_TEXTO:_
────────

Daniel Pinheiro Longa

Sendo moral e universal, a decisão proferida na ADPF 54 está em perfeito acordo com os preceitos morais definidos pelo imperativo categórico kantiano.

segunda-feira, 30 de julho de 2018

Atualizado em 25 de setembro de 2019 17:28

O objetivo do presente artigo é analisar se a Decisão Proferida na Arguição de Descumprimento de Preceito Fundamental 54/DF ("Decisão") frente à teoria moral construída por Immanuel Kant.

 

O caso sob análise, tem por objeto a discussão sobre a constitucionalidade da interpretação segundo a qual a interrupção da gravidez de feto anencéfalo seria tipificada nos artigos 124, 126 e 128 do Código Penal Brasileiro. O STF decidiu pela inconstitucionalidade de tal interpretação. Vejamos a ementa:

FETO ANENCÉFALO - INTERRUPÇÃO DA GRAVIDEZ - MULHER - LIBERDADE SEXUAL E REPRODUTIVA - SAÚDE - DIGNIDADE - AUTODETERMINAÇÃO - DIREITOS FUNDAMENTAIS - CRIME - INEXISTÊNCIA. Mostra-se inconstitucional interpretação de a interrupção da gravidez de feto anencéfalo ser conduta tipificada nos artigos 124, 126 e 128, incisos I e II, do Código Penal.

Para fins desse trabalho, e em que pesem as valorosas discussões travadas nos votos, optamos por abordar a decisão pela perspectiva do imperativo categórico, conceito abordado por Kant, em sua obra Fundamentação da Metafísica dos Costumes. Nossa pretensão é avaliar se a decisão prolatada pelo STF obedece aos requisitos considerados por Kant para o estabelecimento de um princípio supremo de moralidade1.

 

Feitas essas considerações iniciais, abordaremos a seguir os conceitos discutidos por Kant na obra supramencionada e, na sequência, discorreremos sobre a Decisão à luz de tais conceitos.

 

O primeiro ponto a ser abordado é o que diz respeito à fundamentação da moralidade Kantiana. Para compreender o imperativo categórico é primeiro necessário traçar o seu paralelo com a Regra de Ouro da ética da reciprocidade, entendendo também as suas semelhanças e divergências.

────────

_ENUNCIADO A:_
Responda, com base no texto:
(i) Qual foi a decisão do STF sobre a interpretação discutida no caso?
(ii) Em que obra Kant aborda o conceito de imperativo categórico?
(iii) Com o que é preciso traçar um paralelo para compreender o imperativo categórico?
_ENUNCIADO B:_
Reproduza o trecho do texto que vai de "Atualizado em 25" até "por Immanuel Kant.".
_ENUNCIADO C:_
Indique se cada afirmação está de acordo com o texto:
(i) A ementa menciona os artigos 124, 126 e 128 do Código Penal.
(ii) O texto foi atualizado em 30 de julho de 2018.
(iii) O texto opta por abordar a decisão pela perspectiva da Regra de Ouro.

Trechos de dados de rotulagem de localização
────────

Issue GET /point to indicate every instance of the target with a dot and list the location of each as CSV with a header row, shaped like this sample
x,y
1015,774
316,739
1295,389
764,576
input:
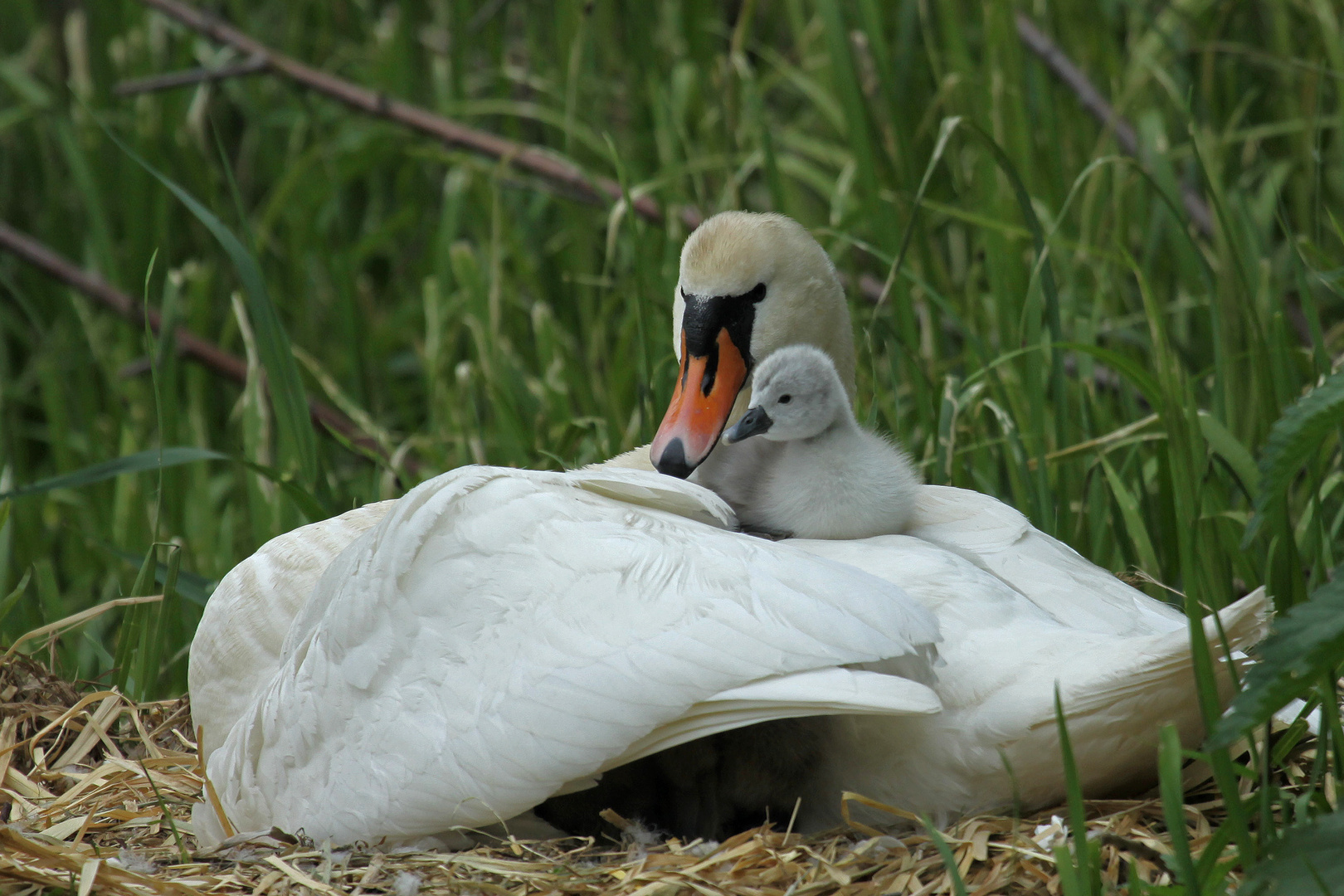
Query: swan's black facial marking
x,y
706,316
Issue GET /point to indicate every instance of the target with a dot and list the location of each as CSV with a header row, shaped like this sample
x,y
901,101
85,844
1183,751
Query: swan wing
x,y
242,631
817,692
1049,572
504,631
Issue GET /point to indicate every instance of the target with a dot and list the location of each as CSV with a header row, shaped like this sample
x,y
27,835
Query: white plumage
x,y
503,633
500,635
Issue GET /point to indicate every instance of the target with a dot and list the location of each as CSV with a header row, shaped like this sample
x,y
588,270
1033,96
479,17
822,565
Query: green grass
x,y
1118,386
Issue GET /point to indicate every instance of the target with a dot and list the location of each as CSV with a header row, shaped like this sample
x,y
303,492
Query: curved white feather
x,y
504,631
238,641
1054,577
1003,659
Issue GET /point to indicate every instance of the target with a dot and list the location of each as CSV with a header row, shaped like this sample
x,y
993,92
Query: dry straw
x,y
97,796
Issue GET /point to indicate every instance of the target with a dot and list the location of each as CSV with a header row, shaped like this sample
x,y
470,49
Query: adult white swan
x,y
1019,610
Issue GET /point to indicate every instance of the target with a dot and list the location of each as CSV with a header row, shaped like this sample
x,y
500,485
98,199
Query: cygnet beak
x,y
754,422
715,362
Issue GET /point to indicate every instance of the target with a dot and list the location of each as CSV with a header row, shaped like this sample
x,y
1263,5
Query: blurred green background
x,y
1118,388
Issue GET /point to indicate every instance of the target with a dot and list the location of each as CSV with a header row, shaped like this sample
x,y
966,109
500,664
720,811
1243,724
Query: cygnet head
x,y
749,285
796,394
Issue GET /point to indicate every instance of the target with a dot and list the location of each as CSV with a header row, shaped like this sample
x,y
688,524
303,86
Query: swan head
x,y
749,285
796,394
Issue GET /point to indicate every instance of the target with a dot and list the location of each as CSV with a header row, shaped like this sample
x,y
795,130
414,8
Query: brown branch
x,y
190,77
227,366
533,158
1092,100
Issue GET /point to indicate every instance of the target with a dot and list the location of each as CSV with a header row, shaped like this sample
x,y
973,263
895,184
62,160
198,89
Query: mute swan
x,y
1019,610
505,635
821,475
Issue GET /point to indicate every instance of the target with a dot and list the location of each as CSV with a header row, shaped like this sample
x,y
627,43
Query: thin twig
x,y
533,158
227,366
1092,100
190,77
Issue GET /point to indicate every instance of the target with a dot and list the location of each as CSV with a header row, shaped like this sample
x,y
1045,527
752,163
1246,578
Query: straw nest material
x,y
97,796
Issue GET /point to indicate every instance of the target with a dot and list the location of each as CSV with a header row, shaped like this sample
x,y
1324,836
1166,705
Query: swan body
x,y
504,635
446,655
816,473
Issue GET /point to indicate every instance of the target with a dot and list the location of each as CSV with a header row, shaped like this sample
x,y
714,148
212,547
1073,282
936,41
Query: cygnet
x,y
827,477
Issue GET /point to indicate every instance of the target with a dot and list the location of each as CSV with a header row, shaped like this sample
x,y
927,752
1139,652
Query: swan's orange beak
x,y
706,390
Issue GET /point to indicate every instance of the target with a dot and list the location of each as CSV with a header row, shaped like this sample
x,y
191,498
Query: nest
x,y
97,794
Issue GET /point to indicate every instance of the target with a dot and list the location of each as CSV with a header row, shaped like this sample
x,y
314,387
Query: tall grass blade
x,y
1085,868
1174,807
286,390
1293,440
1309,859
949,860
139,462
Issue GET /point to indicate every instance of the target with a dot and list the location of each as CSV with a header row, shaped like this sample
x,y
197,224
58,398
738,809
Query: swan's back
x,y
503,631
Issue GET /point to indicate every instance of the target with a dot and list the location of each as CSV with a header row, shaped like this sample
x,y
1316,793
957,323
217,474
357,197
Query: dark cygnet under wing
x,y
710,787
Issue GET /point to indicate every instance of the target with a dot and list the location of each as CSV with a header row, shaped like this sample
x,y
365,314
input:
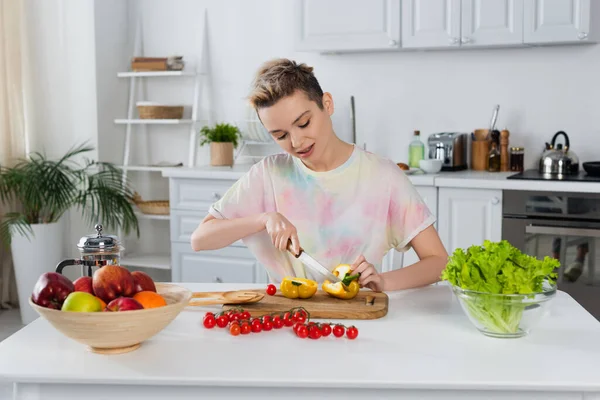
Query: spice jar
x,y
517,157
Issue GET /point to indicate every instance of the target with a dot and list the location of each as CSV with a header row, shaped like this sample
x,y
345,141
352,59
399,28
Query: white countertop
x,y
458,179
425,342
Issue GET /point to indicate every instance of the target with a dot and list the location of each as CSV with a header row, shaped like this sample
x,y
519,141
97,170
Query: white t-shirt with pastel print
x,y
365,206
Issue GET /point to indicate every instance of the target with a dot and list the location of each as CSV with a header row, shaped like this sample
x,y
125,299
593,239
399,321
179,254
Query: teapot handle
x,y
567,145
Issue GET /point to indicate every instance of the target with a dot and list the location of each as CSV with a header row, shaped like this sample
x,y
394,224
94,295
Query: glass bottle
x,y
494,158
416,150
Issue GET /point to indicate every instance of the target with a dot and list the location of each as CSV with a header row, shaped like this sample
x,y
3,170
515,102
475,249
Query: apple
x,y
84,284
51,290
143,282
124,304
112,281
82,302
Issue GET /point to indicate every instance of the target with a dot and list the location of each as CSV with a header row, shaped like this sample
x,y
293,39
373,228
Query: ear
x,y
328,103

────────

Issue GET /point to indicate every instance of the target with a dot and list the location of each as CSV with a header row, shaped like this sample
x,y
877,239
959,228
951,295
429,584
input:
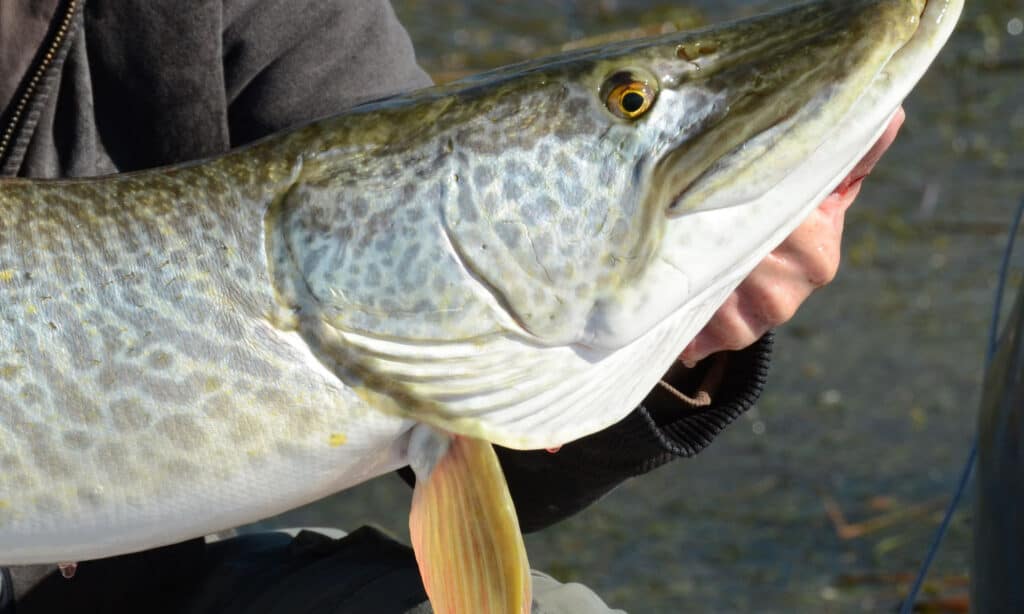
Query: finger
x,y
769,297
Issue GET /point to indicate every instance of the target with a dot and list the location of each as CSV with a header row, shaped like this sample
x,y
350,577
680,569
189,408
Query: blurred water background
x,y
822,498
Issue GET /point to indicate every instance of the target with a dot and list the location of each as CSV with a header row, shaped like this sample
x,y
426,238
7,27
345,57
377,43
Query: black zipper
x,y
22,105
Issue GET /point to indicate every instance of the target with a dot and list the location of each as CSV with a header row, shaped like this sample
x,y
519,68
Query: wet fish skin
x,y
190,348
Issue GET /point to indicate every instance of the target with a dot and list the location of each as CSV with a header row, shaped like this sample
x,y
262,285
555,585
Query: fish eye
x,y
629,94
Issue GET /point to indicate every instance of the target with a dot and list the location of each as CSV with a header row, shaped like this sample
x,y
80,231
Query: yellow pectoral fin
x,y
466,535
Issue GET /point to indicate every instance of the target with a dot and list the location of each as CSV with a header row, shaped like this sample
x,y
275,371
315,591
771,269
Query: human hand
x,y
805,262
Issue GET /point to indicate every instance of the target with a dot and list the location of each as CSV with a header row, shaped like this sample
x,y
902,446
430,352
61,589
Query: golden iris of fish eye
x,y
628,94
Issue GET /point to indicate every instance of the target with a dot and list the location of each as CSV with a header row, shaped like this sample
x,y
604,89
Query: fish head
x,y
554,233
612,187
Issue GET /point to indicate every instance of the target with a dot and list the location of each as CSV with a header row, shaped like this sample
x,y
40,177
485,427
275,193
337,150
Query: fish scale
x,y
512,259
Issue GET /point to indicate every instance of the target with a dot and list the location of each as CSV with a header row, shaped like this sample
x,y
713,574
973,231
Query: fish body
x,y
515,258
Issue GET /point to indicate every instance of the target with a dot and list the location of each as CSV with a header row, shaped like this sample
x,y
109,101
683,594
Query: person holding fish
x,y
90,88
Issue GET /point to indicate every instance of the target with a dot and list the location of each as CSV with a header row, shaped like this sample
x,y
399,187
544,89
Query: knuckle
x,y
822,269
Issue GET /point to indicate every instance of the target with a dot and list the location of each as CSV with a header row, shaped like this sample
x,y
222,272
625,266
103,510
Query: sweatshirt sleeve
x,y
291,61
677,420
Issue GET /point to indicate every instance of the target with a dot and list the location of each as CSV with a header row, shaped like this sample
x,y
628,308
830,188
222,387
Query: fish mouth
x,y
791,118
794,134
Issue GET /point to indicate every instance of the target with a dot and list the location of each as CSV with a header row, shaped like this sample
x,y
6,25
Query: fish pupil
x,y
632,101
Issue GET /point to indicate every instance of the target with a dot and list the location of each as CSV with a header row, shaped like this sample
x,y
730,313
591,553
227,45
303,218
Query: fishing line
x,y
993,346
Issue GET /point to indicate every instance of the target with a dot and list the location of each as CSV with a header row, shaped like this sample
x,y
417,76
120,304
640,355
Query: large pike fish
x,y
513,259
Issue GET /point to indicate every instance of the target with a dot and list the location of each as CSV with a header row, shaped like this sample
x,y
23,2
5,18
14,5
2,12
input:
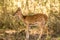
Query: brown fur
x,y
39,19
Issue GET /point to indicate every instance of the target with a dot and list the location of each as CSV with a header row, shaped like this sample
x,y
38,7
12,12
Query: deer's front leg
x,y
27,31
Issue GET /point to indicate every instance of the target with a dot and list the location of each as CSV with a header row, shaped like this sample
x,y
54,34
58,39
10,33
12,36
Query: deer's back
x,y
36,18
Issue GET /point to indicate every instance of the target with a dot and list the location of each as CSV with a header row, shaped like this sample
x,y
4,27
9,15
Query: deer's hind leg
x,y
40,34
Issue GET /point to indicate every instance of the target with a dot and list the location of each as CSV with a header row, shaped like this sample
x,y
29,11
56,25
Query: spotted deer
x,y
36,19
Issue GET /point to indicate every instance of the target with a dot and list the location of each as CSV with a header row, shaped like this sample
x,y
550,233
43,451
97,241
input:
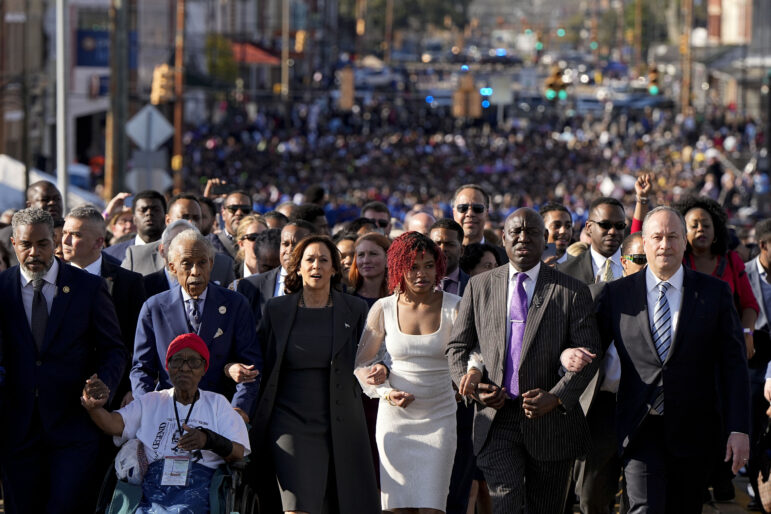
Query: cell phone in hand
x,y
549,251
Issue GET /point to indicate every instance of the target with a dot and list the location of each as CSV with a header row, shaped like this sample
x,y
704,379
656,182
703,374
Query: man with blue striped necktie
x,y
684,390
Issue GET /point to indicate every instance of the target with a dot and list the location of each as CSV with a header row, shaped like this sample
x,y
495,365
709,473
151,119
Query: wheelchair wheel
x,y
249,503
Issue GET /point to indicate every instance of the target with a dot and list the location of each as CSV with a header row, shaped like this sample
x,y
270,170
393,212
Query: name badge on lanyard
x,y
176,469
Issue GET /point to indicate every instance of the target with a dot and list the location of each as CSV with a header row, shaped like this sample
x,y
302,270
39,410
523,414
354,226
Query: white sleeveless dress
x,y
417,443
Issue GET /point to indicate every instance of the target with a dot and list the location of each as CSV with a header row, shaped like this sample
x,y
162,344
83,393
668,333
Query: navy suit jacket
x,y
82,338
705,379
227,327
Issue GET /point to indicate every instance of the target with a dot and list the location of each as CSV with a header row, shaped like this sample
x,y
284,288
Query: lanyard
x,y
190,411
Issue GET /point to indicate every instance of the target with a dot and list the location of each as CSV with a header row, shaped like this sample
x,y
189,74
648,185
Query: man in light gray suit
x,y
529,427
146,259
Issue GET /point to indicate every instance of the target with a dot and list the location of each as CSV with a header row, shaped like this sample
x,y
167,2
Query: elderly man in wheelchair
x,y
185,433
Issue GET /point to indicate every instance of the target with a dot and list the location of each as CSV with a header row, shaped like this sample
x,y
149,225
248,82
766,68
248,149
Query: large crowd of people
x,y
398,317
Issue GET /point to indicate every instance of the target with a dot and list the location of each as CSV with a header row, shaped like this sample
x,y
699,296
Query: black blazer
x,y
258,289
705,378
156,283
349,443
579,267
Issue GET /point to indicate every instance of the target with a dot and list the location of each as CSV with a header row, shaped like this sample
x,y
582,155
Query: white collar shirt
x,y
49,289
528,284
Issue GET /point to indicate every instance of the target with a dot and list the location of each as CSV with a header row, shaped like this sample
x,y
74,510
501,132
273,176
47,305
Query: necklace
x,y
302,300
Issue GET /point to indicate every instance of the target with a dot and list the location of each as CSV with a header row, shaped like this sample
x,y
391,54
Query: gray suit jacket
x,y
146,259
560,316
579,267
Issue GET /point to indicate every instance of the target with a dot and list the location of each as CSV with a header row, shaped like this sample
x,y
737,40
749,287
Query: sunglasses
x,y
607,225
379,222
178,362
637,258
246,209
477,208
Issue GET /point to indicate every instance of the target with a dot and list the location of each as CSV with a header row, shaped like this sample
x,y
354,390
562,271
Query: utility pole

────────

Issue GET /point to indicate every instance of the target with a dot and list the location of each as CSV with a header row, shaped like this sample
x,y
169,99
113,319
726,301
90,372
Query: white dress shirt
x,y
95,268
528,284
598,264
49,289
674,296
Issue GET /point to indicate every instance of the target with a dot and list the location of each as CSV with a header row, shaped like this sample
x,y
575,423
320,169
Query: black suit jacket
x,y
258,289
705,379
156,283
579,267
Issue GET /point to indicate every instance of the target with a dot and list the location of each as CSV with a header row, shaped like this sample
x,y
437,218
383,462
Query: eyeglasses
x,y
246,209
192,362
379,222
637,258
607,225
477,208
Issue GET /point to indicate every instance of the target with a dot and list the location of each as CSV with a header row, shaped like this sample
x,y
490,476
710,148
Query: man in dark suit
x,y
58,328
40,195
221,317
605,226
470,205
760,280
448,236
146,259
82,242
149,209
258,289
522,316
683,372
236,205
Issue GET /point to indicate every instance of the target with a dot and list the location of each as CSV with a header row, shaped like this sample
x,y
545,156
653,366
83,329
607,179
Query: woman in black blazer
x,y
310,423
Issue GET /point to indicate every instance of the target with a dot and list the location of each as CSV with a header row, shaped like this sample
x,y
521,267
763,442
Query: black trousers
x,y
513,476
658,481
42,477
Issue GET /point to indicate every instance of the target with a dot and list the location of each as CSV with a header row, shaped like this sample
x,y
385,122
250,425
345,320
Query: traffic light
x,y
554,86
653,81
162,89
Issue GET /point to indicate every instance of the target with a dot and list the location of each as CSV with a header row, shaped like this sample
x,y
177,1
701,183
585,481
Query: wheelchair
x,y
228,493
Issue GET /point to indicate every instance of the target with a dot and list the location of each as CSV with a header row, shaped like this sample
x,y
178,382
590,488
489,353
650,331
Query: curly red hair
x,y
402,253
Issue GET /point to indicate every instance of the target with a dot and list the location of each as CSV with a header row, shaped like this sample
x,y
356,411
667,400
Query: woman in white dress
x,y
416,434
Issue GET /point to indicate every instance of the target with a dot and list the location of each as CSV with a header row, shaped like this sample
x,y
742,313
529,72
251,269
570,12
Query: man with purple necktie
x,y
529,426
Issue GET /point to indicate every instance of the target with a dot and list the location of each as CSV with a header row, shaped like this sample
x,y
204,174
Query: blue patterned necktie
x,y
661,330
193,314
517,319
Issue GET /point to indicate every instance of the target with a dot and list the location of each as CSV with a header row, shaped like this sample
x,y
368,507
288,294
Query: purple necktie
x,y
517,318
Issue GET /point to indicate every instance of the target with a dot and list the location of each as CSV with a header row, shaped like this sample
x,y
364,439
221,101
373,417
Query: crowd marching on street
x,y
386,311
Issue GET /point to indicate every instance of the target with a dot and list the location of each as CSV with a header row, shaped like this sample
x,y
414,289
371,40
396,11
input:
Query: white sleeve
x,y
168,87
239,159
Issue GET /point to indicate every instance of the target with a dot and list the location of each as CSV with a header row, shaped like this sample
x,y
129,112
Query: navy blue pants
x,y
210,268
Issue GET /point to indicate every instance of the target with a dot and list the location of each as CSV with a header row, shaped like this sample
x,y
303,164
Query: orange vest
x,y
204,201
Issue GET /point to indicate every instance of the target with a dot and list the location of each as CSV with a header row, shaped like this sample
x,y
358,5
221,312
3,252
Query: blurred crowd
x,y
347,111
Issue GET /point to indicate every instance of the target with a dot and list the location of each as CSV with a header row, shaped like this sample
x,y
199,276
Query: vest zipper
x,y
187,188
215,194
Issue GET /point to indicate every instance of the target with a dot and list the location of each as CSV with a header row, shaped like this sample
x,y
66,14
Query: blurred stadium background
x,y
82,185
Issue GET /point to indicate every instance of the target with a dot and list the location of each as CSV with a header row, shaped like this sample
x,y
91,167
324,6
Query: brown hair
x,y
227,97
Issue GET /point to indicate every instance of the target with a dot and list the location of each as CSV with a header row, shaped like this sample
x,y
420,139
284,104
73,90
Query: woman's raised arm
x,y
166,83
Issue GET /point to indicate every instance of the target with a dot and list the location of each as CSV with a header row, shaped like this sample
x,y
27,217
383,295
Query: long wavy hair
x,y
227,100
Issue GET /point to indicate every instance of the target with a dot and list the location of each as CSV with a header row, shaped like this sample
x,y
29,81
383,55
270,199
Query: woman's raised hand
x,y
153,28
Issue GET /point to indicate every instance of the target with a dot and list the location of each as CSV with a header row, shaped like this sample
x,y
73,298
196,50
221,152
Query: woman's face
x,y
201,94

────────

_RESOLUÇÃO COMENTADA A:_
(i) O STF decidiu pela inconstitucionalidade da interpretação segundo a qual a interrupção da gravidez de feto anencéfalo seria tipificada nos artigos 124, 126 e 128 do Código Penal Brasileiro.
(ii) Em sua obra Fundamentação da Metafísica dos Costumes.
(iii) Com a Regra de Ouro da ética da reciprocidade.

_RESOLUÇÃO COMENTADA B:_
Atualizado em 25 de setembro de 2019 17:28

O objetivo do presente artigo é analisar se a Decisão Proferida na Arguição de Descumprimento de Preceito Fundamental 54/DF ("Decisão") frente à teoria moral construída por Immanuel Kant.

_RESOLUÇÃO COMENTADA C:_
(i) Sim: "conduta tipificada nos artigos 124, 126 e 128, incisos I e II, do Código Penal".
(ii) Não: "Atualizado em 25 de setembro de 2019 17:28".
(iii) Não: "optamos por abordar a decisão pela perspectiva do imperativo categórico".